## [INFORMATION SUPPLIED]
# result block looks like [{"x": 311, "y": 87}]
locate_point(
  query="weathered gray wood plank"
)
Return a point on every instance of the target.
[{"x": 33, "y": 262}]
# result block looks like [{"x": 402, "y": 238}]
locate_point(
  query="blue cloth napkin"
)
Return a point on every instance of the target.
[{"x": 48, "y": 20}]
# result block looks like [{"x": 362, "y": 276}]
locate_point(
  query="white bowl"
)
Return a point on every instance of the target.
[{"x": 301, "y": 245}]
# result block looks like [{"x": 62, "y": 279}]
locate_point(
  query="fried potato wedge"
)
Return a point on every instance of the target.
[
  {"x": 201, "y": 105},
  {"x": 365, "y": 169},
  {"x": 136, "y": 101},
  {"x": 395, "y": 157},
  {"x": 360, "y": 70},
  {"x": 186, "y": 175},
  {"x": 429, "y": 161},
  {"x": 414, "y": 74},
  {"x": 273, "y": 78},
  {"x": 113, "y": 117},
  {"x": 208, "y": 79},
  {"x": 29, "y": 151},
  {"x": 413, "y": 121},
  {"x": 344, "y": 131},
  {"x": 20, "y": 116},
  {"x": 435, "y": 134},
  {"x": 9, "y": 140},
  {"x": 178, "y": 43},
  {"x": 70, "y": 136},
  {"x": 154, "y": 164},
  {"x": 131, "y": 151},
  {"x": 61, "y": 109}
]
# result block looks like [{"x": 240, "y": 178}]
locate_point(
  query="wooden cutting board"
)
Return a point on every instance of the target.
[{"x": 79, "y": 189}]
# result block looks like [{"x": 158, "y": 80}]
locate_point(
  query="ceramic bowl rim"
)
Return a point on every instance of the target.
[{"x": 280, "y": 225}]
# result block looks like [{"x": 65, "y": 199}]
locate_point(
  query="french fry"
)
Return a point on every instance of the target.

## [ASSIGNMENT]
Scan the listing and report each line where the word "bowl" shows up.

## [SOLUTION FOR THIS PROBLEM]
  query="white bowl"
  query="ceramic bowl rim"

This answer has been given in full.